──────── INPUT ────────
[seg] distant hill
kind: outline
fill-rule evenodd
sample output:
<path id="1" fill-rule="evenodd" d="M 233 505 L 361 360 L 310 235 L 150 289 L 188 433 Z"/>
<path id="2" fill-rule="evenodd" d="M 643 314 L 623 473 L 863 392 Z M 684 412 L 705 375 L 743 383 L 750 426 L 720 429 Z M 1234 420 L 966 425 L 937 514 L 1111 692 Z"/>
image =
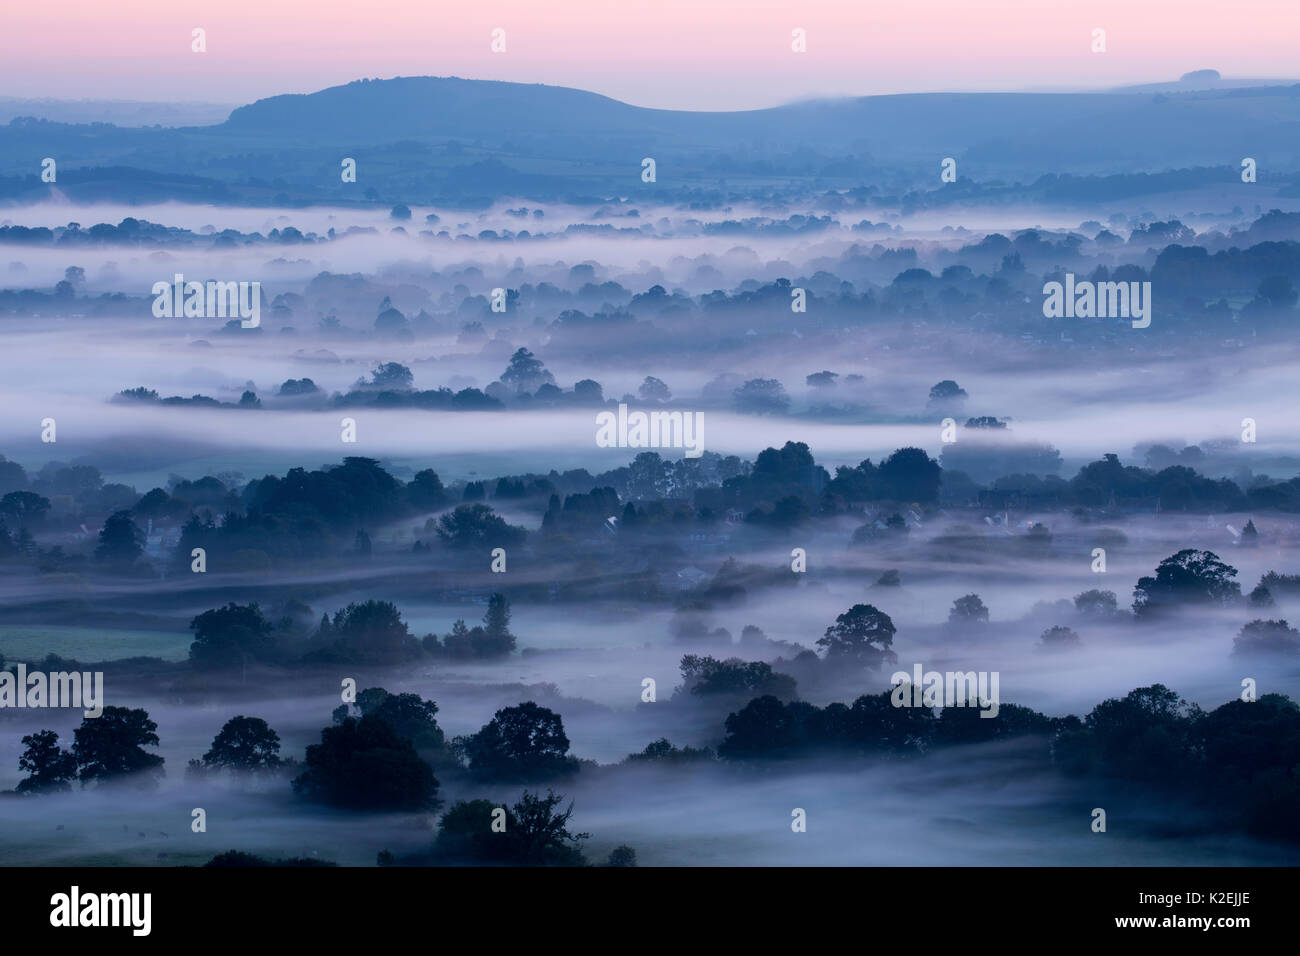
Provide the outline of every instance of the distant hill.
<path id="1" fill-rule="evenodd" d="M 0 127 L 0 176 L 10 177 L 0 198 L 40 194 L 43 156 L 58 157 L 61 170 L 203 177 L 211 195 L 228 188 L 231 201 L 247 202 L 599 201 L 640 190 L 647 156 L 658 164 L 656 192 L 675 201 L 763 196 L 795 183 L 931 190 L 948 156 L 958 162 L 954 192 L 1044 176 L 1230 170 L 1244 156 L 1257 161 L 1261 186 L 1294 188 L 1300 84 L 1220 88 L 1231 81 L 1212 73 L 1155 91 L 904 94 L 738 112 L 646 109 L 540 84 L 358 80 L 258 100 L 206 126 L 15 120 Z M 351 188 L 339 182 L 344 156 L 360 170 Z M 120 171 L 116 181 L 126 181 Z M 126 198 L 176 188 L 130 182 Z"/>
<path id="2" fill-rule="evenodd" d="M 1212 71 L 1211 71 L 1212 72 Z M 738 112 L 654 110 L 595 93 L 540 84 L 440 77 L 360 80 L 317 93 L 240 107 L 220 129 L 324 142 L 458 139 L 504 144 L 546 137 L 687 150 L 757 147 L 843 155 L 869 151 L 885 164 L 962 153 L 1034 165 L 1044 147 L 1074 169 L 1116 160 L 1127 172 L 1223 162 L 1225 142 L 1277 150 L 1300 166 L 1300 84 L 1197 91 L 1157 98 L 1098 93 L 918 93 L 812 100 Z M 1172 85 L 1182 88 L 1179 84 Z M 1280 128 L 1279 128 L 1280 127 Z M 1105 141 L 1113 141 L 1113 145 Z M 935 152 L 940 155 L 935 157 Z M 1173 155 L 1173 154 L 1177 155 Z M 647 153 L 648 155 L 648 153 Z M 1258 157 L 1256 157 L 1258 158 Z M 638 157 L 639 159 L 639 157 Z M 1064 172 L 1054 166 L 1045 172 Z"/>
────────
──────── INPUT ────────
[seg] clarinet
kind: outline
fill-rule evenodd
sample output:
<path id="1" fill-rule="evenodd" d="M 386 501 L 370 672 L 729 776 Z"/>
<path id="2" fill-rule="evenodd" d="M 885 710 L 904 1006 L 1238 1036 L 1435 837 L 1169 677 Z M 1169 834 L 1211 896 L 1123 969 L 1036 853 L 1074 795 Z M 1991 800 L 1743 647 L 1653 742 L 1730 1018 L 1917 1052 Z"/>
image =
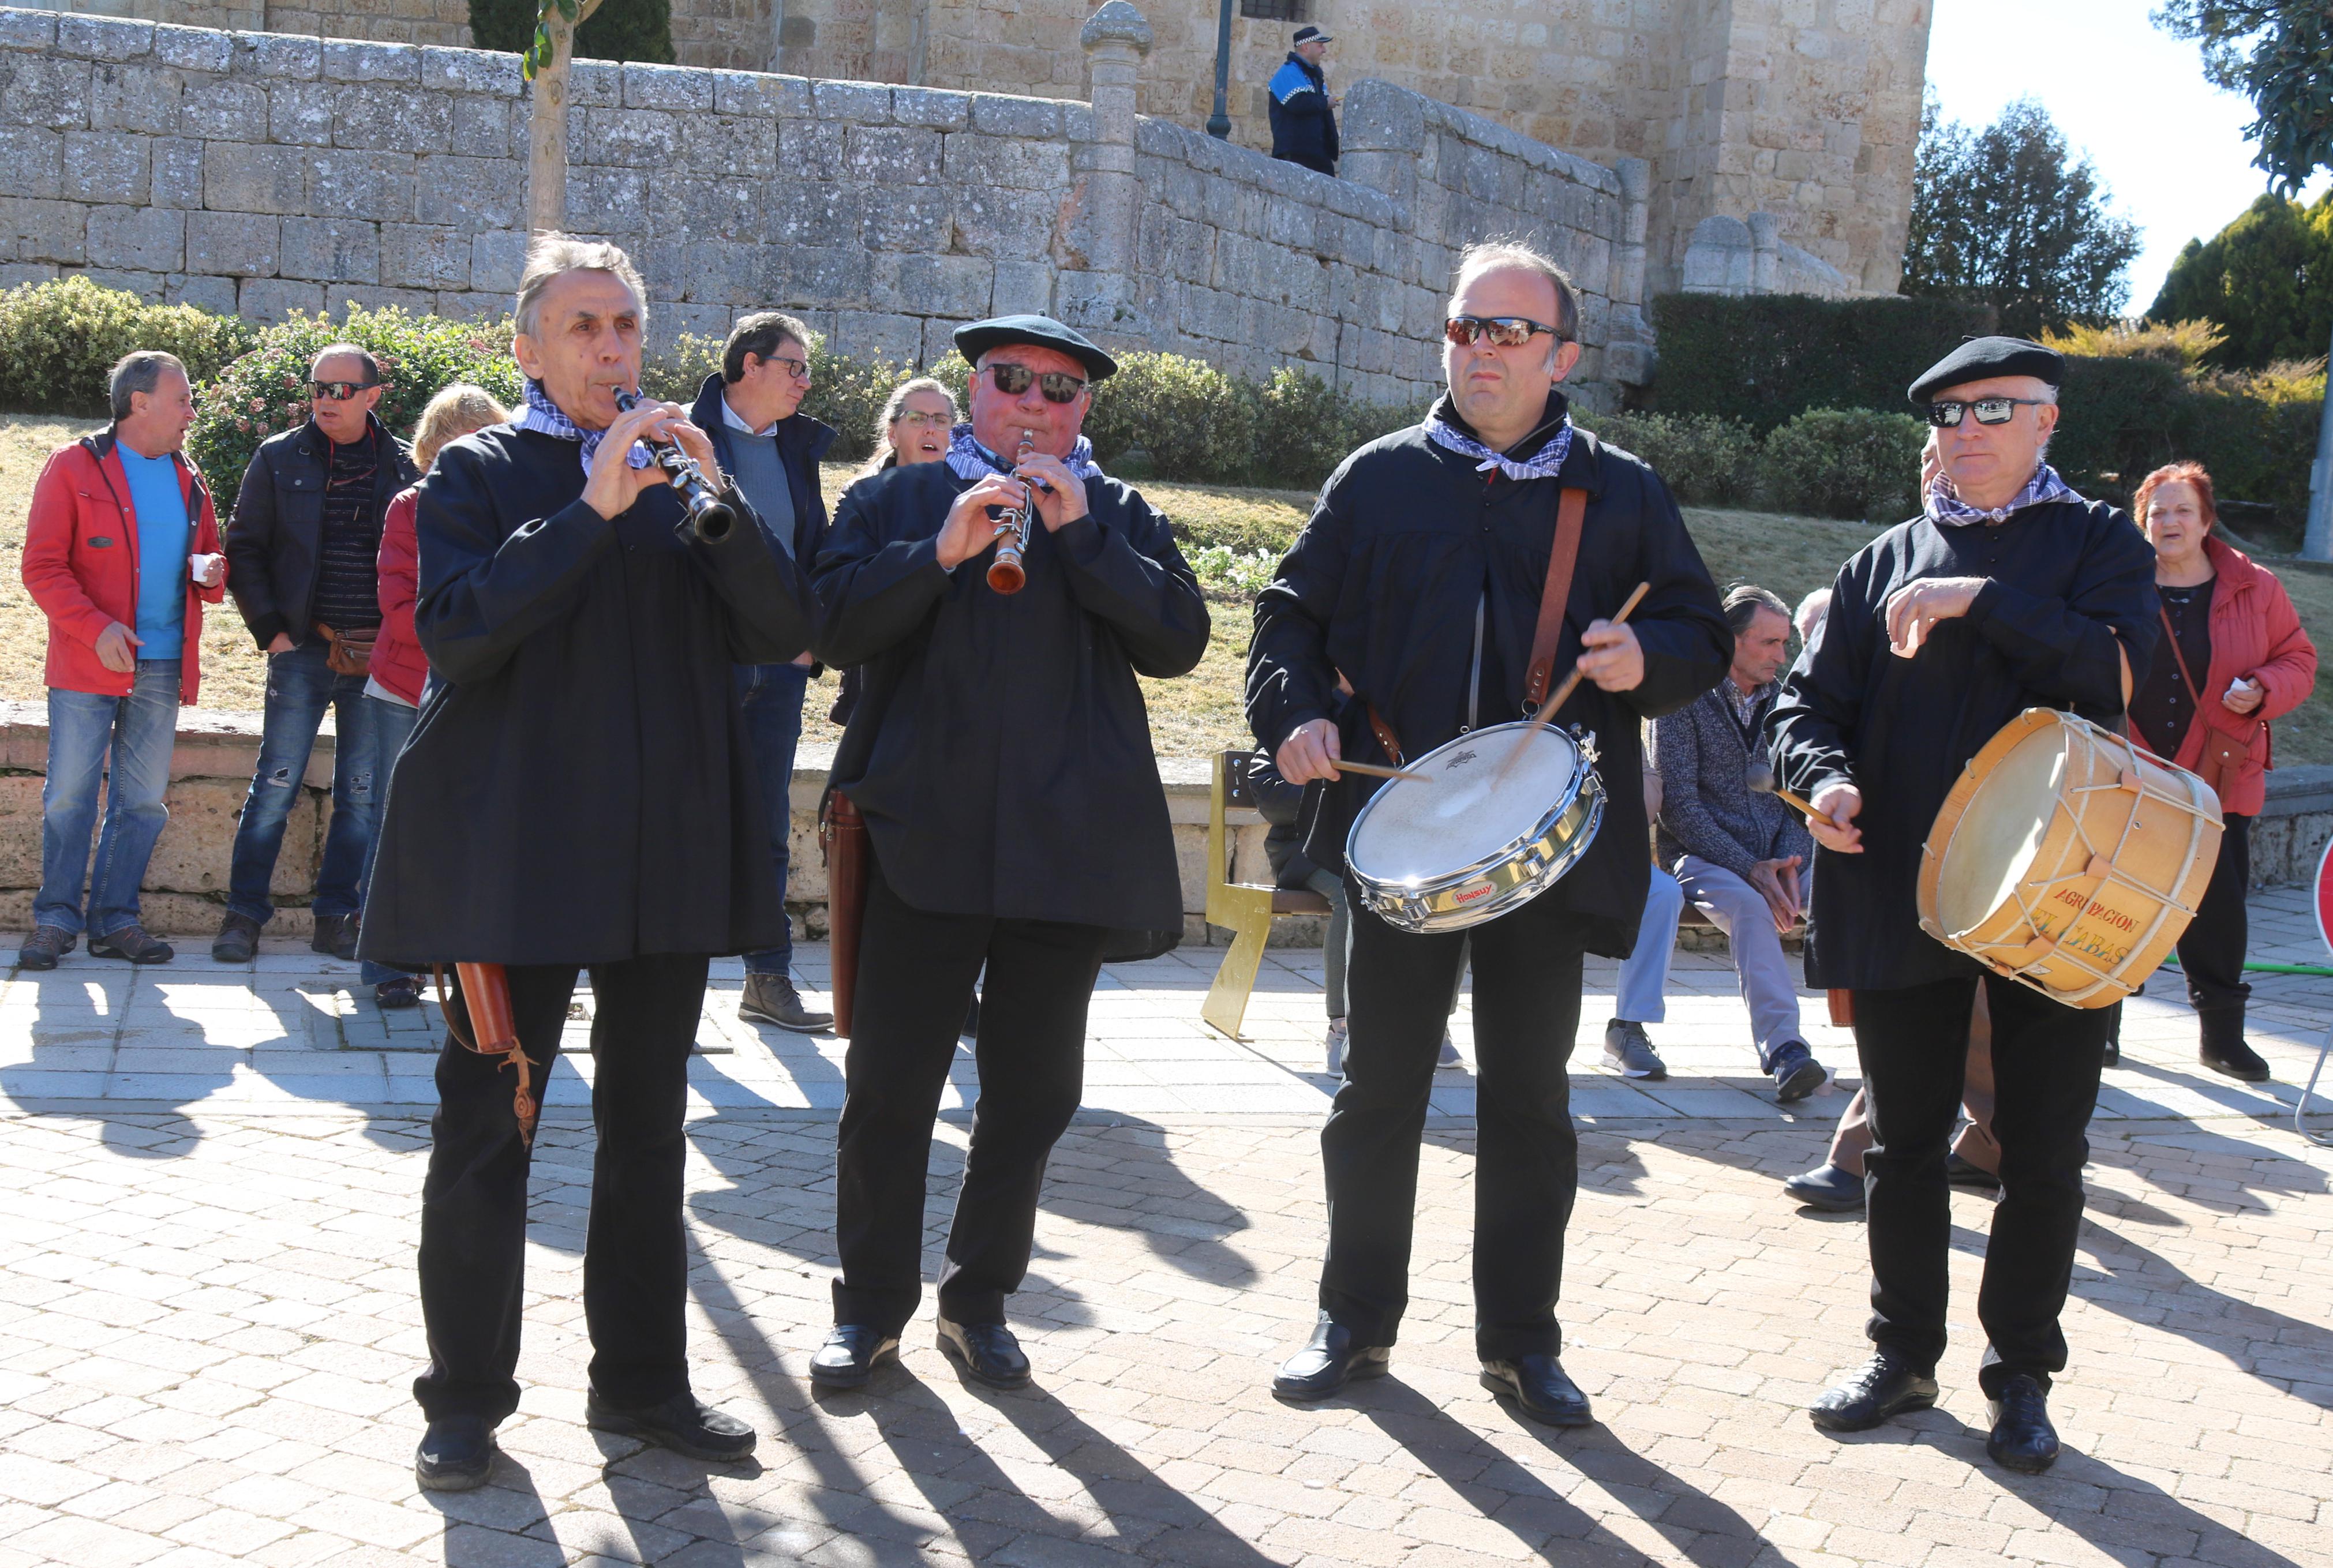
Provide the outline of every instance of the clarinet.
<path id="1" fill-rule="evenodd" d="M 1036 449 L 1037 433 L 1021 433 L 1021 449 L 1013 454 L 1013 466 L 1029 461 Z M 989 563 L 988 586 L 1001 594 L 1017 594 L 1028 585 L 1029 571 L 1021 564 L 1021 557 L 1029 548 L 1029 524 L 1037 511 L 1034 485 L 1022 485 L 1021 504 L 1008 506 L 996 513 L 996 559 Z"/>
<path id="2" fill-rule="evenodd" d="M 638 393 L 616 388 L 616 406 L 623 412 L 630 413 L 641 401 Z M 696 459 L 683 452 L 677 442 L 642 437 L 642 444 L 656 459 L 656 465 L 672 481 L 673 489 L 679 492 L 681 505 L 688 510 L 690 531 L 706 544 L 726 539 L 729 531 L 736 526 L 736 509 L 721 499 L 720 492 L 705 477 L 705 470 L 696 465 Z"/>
────────
──────── INPUT ────────
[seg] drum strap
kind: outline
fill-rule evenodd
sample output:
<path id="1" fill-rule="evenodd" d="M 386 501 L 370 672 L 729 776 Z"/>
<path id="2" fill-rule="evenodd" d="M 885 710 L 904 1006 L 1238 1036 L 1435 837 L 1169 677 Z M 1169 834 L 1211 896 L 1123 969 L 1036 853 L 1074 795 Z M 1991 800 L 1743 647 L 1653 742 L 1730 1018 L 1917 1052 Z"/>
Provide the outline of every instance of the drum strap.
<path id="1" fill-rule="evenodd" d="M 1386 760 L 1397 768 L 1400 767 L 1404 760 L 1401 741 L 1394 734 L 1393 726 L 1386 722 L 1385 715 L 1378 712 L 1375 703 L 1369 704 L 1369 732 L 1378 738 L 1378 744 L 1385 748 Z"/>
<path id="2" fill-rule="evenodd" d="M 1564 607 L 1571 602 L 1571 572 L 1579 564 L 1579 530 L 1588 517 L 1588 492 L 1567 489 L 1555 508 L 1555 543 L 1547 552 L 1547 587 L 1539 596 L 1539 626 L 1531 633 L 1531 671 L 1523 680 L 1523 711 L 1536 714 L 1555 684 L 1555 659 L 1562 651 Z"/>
────────
▶ **WORK INSTRUCTION**
Set down again, word for word, the stretch of records from the line with "[seg] distant hill" to the line with "233 505 L 361", both of those lines included.

▶ **RESPONSE BELOW**
[seg] distant hill
kind: outline
fill-rule evenodd
sample output:
<path id="1" fill-rule="evenodd" d="M 233 505 L 361 360 L 310 235 L 150 289 L 188 433 Z"/>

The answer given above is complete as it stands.